Source data.
————

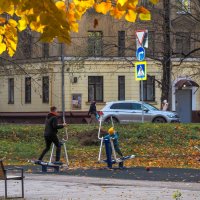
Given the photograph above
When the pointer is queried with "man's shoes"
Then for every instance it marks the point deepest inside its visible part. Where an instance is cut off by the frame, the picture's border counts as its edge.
(38, 162)
(57, 163)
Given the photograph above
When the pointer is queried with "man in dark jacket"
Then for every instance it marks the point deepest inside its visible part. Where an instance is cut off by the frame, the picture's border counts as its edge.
(93, 112)
(50, 134)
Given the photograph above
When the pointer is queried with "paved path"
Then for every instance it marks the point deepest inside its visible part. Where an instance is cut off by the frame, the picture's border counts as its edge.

————

Copy all records exactly; omit images.

Given the photograph above
When the pointer is queried with "man's shoes"
Then for every instance it marks the point deepest inside its visible part. Where an instance is cut off by the frame, the picture's border counts as its edge.
(38, 162)
(57, 163)
Given the photograph above
When the pointer is queried with "man in dark jacket"
Then for every instance it marks the point deepest inside its visible part. Where an instance is cut off by the frame, the picture's border counts as its edge.
(93, 112)
(50, 134)
Given the photograph above
When the pointer is queried with "paved path"
Then for every instance it marks the point deepest inside its visible part. Where an instance is cut off by the frame, the picture's border counts as its edge.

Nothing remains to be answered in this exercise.